Objectif 1 = D'après l'extrait sur la criminalité organisée, dans quel délai faut-il désigner le juge d'instruction chargé de poursuivre l'information ?
Objectif 2 = Reprenez l'extrait sur la criminalité organisée juste après sa dernière phrase.

Extrait choisi =

-*-*-

Dans les deux cas, le juge d'instruction chargé de poursuivre l'information doit être désigné dans les huit jours suivant la date de réception du dossier, ce qui est une garantie de célérité appréciable en cette matière. L'arrêt de la chambre de l'instruction ou de la chambre criminelle est porté à la connaissance du juge d'instruction ainsi qu'au ministère public et notifié aux parties comme le précise le deuxième alinéa de l'article 706-78. Fort logiquement, le juge d'instruction initialement saisi le demeure « jusqu'à ce que soit porté à sa connaissance l'arrêt de la chambre de l'instruction passé en force de chose jugée ou celui de la chambre criminelle de la Cour de cassation » (deuxième alinéa de l'article 706-77). Dès que l'ordonnance est passée en force de chose jugée, le procureur de la République adresse le dossier de la procédure au magistrat du parquet spécialisé en matière de criminalité organisée.

Après avoir adopté un amendement de précision rédactionnelle présenté par le rapporteur (amendement n° 45), la Commission a rejeté un amendement de M. André Vallini visant à modifier les champs de compétence respectifs des juridictions spécialisées et des juridictions de droit commun.

Chapitre II

Procédure

Après les dispositions du chapitre premier qui déterminent le champ matériel des infractions relevant de la criminalité organisée et créent les juridictions spécialisées, le chapitre II du titre XXV nouveau regroupe l'ensemble des dispositions procédurales spécifiques applicables aux enquêtes menées en cette matière. Ce chapitre comprend les huit sections suivantes.

-*-*-

Informations fournies =
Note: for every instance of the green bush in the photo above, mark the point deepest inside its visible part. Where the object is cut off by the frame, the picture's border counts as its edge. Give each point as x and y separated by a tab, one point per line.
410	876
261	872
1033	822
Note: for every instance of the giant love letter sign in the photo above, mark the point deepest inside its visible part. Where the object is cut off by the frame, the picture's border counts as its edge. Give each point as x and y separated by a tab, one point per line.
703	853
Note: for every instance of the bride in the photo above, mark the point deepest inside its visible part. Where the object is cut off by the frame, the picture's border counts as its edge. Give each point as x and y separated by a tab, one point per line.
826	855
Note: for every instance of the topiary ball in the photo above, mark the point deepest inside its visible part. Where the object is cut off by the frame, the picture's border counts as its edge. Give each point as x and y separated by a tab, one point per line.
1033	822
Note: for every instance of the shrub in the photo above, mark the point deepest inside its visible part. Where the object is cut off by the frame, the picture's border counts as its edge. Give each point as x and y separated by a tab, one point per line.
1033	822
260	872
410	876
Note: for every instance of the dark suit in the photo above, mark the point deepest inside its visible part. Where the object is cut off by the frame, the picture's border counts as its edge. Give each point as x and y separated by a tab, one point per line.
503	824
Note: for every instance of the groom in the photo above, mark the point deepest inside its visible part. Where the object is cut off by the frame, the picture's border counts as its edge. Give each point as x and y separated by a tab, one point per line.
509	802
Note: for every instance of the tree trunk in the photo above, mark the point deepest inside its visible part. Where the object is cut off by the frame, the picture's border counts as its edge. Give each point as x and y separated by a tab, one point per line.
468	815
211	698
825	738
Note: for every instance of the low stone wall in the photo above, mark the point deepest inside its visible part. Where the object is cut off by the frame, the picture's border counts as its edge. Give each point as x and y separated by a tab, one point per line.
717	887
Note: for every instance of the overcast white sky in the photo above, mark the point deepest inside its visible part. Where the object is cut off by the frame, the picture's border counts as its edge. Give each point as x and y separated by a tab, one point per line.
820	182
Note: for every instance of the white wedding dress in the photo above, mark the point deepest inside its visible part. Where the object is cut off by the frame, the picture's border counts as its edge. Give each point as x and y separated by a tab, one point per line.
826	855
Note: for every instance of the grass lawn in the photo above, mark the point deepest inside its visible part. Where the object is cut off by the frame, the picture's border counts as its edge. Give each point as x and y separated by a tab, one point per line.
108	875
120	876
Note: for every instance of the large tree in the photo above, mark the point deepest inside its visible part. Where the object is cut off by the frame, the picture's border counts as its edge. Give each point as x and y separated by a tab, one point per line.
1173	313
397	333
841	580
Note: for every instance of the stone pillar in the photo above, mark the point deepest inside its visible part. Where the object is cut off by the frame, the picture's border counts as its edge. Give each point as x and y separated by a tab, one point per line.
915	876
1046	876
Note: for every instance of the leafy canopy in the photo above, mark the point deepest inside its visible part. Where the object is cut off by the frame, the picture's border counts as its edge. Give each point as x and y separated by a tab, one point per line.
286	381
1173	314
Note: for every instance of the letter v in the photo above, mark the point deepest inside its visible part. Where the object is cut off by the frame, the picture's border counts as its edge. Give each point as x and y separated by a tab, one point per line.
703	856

-*-*-

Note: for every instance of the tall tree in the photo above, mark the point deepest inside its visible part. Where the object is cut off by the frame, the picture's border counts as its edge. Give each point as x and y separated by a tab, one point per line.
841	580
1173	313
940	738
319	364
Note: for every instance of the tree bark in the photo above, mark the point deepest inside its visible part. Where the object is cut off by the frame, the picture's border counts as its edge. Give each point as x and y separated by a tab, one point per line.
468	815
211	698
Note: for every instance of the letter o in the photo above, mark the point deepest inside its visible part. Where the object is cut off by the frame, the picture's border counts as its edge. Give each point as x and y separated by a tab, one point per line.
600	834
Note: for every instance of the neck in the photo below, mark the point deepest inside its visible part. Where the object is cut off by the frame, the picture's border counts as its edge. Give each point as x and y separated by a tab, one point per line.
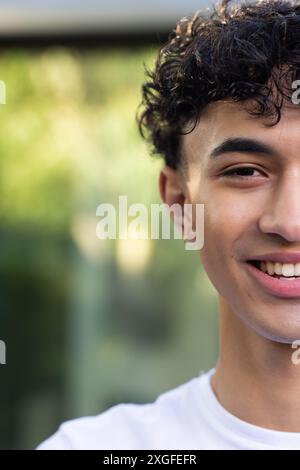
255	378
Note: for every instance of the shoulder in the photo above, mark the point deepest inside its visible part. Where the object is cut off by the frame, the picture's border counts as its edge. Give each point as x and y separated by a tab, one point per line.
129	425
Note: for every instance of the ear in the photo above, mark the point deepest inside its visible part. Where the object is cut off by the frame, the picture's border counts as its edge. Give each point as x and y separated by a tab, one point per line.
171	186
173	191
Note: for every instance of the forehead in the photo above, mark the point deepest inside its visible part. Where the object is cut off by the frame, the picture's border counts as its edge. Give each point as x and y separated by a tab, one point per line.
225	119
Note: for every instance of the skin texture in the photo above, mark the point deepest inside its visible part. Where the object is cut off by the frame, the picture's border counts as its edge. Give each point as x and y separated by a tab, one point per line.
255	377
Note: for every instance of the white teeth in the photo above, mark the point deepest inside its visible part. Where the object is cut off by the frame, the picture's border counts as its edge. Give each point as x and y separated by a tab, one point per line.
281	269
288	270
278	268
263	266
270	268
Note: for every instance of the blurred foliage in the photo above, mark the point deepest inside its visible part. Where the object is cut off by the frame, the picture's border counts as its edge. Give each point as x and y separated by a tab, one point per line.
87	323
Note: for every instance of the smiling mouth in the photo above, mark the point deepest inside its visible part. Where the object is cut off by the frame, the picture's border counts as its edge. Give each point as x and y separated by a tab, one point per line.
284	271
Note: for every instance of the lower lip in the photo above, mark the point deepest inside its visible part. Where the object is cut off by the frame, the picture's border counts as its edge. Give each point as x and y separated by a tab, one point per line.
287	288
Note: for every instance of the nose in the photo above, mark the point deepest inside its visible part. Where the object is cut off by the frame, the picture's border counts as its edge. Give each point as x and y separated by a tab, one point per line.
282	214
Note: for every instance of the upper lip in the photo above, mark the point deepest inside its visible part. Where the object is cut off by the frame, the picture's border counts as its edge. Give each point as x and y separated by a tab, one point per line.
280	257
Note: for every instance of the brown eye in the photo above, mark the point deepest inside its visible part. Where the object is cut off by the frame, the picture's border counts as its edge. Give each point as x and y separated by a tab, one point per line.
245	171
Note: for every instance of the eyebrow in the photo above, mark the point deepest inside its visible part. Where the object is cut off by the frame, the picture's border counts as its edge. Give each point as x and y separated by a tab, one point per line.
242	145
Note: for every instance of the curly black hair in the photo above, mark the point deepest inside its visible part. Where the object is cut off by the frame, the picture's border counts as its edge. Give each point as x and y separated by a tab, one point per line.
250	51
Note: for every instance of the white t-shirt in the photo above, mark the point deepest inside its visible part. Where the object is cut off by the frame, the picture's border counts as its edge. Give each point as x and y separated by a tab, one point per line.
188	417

-*-*-

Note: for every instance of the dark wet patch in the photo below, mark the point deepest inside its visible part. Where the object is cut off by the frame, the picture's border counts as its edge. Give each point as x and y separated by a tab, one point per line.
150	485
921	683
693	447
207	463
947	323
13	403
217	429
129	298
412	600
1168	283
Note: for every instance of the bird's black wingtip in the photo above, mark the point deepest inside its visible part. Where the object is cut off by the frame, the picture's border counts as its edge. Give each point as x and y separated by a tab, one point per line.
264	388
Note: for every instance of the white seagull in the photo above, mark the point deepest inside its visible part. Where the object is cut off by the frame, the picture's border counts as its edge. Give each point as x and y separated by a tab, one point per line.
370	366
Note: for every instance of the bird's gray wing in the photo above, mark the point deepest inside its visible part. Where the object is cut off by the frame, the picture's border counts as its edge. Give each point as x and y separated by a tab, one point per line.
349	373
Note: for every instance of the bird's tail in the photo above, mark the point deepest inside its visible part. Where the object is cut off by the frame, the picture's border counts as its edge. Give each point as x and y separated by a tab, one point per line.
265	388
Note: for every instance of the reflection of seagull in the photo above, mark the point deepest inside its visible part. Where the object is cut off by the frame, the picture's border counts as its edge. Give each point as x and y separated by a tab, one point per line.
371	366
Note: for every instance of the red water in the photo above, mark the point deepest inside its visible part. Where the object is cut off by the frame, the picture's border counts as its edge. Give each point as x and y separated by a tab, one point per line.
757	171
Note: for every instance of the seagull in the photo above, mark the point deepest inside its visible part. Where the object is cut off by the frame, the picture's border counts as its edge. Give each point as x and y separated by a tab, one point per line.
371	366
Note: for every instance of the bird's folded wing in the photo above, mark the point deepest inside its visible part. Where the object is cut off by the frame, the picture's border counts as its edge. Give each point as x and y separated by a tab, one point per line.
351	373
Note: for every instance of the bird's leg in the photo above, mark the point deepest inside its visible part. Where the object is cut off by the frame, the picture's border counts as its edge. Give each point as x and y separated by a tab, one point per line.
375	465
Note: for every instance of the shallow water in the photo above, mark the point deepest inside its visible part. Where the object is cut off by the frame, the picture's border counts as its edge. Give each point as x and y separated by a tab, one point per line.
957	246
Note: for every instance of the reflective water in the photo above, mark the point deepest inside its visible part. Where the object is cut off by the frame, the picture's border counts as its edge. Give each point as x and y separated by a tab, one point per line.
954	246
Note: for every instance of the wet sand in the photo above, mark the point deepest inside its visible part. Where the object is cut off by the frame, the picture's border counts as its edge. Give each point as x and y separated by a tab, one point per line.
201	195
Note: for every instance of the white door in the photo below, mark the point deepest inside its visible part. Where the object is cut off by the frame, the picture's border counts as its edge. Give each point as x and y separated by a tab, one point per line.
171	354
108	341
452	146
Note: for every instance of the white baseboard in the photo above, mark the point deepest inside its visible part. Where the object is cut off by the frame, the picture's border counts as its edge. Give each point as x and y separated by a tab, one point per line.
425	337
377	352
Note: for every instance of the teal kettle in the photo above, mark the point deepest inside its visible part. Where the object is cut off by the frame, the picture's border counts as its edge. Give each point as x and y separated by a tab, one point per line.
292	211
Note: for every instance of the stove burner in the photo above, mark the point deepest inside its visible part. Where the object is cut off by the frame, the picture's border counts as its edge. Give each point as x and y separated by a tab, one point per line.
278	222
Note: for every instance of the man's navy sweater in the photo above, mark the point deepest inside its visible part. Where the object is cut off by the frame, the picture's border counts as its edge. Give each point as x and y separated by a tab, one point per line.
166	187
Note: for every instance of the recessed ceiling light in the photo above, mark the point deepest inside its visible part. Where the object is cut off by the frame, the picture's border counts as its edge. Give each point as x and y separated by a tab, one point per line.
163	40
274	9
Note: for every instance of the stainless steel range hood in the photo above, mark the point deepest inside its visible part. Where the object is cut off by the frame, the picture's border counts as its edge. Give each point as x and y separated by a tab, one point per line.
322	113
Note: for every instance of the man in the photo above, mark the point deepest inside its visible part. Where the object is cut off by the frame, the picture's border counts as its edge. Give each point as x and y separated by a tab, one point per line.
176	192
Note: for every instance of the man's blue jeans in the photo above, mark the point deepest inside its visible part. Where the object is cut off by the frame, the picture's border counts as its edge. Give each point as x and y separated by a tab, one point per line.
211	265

-*-*-

Réponse écrite 1 = Dans les huit jours suivant la date de réception du dossier.

Réponse écrite 2 =
Section 1

De la surveillance

Article 706-80 [nouveau] du code de procédure pénale

En raison de la mobilité géographique de ses auteurs, qui œuvrent parfois à l'échelle internationale, la criminalité organisée contraint les forces de l'ordre et les autorités judiciaires à s'adapter. Après la création de juridictions spécialisées à l'échelon interrégional, l'article 706-80 nouveau participe de la même logique en autorisant les officiers de police judiciaire et, sous leur autorité, les agents de police judiciaire, à étendre à l'ensemble du territoire national la surveillance des personnes contre lesquelles il existe une ou plusieurs raisons plausibles de les soupçonner d'avoir commis l'un des crimes ou délits entrant dans le champ d'application des articles 706-73 et 706-74. De surcroît, l'extension géographique de la surveillance des policiers peut concerner l'acheminement, ou le transport « des objets, biens ou produits tirés de la commission de ces infractions ou servant à les commettre. » Cette précision est d'importance, car dans nombre de cas, par exemple en matière de trafic de stupéfiants ou de recel de vol commis en bande organisée, la surveillance des produits et de leur circuit constitue un moyen d'identifier l'ensemble, ou du moins une grande partie, des auteurs et complices de ces méfaits.

Toutefois, cette possibilité, qui déroge aux règles de l'article 18 du code de procédure pénale selon lesquelles « les officiers de police judiciaire ont compétence dans les limites territoriales où ils exercent leurs fonctions habituelles », est soumise au contrôle du procureur de la République qui doit être informé de l'extension de la mesure de surveillance et peut s'y opposer, son silence valant consentement.

Le second alinéa de l'article 706-80 précise que l'information préalable du procureur de la République doit être donnée « par tout moyen » et s'adresser, selon les cas, au magistrat du parquet près le tribunal de grande instance dans le ressort duquel les opérations de surveillance sont susceptibles de débuter ou, le cas échéant, à celui appartenant à une juridiction spécialisée saisie de ces faits.

A cet égard, votre rapporteur tient à souligner que ces dispositions, fort utiles, imposeront cependant une amélioration de la circulation de l'information au sein de l'institution judiciaire et des magistrats du parquet en particulier.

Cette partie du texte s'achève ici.